Document extract:
====================

What exact commands did you add to get the MPLSoGRE working ? If you
remove them do the web traffic issues stop ? Is the traffic narrowed to
being dropped by the 7600 ?
Shimol
On 11/9/10 8:04 PM, Rettke, Brian wrote:
It appears that about half of our web traffic is now being dropped, so problems
continue. I'll have to double check MTU and TCP adjust-mss settings, but other
than that I have no idea. I've heard that there are some issues with MPLS using
some of the 67xx linecards, and apparently this is going to be a huge problem
for us.
________________________________________
From: Shimol Shah [shims...@cisco.com]
Sent: Monday, November 08, 2010 1:19 PM
To: nanog@nanog.org
Subject: Re: GRE Tunnels and MPLS
Good deal. Sounds like a plan.
Shimol
On 11/8/10 2:00 PM, Rettke, Brian wrote:
This seems to be working now with the 'mls mpls tunnel-recir' command entered.
There are some potential downsides, but this should get things up and running
until I create the new backup tunnels (GRE over IPSec) on a connected router
that is not MPLS-enabled. Thanks!
Sincerely,
Brian A . Rettke
RHCT, CCDP, CCNP, CCIP
Network Engineer, CableONE Internet Services
------------------------------
Message: 6
Date: Thu, 04 Nov 2010 16:49:55 -0400
From: Shimol Shah<shims...@cisco.com>
Subject: Re: GRE Tunnels and MPLS
To: nanog@nanog.org
Message-ID:<4cd31c73.80...@cisco.com>
Content-Type: text/plain; charset=ISO-8859-1; format=flowed
Do you have recir enabled ? If not, good one to enable and check for
status of issue.

====================

Tasks to carry out:
• A. Copy the passage from the GRE tunnels and MPLS thread word for word, starting at "What exact commands" and ending at "by the 7600 ?".
• B. In the GRE tunnels and MPLS thread, what command did Brian Rettke say got things working?

Source data:
====================

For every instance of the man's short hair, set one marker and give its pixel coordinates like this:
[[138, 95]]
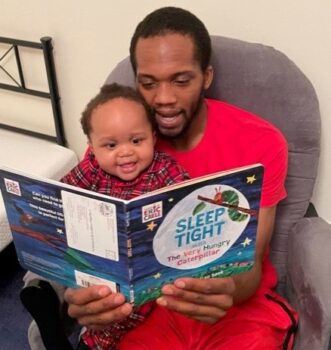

====================

The results:
• A.
What exact commands did you add to get the MPLSoGRE working ? If you
remove them do the web traffic issues stop ? Is the traffic narrowed to
being dropped by the 7600 ?

• B. The 'mls mpls tunnel-recir' command.